What you need to do =
1) Translate this sentence from the stepped-up basis text into Spanish: "This is called a stepped-up basis, because an asset's basis is increased to reflect its value at the date of death."
2) Resume the text on the stepped-up basis of inherited assets, starting after its final sentence.
===== Page excerpt
When beneficiaries inherit assets, those assets generally receive what's called a "step up"in basis. Understand how this saves beneficiaries taxes on appreciated assets.
Capital gains taxes are taxes that you need to pay when you sell an asset that has gone up in value. You are taxed on the difference between what you bought the asset for (called "basis") and what you sold it for. Every piece of property has a tax basis. Generally, it's the amount a person paid for the property. When you inherit an asset, you need to know what basis that asset has, so that, later, if you go ahead and sell it, you can calculate the capital gains taxes that will be due. (Currently, the federal long-term capital gains rate is 15% for most people; 20% + a 3.8% (23.8%) Medicaid surcharge for high earners.)
Generally, an asset is inherited with a basis equal to its date of death value. This is called a stepped-up basis, because an asset's basis is increased to reflect its value at the date of death. A step-up in basis is a big tax advantage, because it reduces the capital gains taxes due upon sale of an inherited asset. The higher the tax basis, the lower capital gains upon the sale of that property.
==========
===== The data
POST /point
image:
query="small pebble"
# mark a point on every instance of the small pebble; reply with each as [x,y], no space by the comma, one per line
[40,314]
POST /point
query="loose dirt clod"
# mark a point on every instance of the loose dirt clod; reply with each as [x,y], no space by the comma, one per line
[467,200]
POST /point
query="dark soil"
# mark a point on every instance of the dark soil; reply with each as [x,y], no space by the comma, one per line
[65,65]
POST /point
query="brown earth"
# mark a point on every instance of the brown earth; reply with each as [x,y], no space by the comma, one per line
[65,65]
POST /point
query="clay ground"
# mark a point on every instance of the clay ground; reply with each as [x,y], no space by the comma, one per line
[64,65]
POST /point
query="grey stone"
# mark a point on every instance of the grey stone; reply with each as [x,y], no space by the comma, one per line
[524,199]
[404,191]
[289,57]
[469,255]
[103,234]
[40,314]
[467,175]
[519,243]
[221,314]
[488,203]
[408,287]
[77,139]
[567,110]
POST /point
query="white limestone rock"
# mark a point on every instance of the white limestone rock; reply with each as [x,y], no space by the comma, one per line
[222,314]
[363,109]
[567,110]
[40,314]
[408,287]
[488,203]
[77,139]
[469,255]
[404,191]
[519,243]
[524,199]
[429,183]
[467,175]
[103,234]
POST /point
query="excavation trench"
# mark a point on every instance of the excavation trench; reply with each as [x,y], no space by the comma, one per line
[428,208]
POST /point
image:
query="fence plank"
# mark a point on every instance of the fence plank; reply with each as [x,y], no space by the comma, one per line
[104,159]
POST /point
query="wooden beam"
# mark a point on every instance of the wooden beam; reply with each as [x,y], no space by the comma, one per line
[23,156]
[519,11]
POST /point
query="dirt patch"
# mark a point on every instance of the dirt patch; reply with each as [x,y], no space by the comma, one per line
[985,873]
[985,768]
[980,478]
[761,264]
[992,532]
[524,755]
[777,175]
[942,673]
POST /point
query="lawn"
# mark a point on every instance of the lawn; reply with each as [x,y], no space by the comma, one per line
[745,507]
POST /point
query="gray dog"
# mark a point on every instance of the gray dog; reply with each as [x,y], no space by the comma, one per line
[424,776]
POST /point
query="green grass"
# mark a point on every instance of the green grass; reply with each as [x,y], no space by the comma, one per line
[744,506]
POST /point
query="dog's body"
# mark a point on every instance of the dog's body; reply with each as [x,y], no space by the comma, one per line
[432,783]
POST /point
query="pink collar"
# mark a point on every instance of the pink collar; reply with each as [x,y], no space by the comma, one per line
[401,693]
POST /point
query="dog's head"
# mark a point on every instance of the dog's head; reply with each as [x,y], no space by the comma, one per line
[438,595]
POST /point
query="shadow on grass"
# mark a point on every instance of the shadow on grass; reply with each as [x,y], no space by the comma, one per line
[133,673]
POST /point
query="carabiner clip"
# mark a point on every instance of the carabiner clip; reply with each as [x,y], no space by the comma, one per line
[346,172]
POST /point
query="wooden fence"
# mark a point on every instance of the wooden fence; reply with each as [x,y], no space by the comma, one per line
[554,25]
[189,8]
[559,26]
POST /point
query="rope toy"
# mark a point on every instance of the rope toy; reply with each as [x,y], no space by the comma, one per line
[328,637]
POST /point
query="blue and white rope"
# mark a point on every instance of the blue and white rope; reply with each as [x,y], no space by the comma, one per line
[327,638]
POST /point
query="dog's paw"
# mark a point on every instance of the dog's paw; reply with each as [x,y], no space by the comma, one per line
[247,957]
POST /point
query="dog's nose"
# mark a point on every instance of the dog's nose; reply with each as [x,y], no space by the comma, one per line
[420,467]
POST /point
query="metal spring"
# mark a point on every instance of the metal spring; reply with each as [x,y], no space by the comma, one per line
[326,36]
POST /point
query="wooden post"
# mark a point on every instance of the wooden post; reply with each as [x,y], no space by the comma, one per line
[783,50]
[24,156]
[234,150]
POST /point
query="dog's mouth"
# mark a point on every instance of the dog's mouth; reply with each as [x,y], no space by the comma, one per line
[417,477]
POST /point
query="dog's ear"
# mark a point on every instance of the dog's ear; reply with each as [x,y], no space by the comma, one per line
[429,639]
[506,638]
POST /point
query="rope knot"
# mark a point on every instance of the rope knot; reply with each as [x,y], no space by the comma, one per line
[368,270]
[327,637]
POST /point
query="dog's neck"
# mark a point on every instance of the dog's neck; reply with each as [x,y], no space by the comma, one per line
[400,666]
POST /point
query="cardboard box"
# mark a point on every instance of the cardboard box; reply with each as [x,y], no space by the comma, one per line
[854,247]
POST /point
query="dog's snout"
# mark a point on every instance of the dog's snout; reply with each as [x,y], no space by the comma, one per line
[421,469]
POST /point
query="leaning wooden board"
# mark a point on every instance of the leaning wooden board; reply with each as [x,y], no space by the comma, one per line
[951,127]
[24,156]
==========
Answers =
1) Esto se denomina base incrementada, porque la base de un activo aumenta para reflejar su valor en la fecha del fallecimiento.

2)
For example, Ted purchased a Maine house in 1980 for $100,000 and died in 2021. He left his house to his daughter, Suzie. To determine the basis that Suzie now has in the house, she needs to have the house appraised by a certified real estate appraiser to determine the value (not, for example, her Aunt Mildred who dabbles in real estate.) The appraiser determines that the house is worth $400,000 as of Ted's date of death. Suzie should keep a copy of this appraisal report.
When Suzie sells the house the following year for $450,000, she will be taxed on only that $50,000 gain, not on the difference between $100,000 (what her father paid for the house in 1980) and $450,000 (what she sold it for in 2015).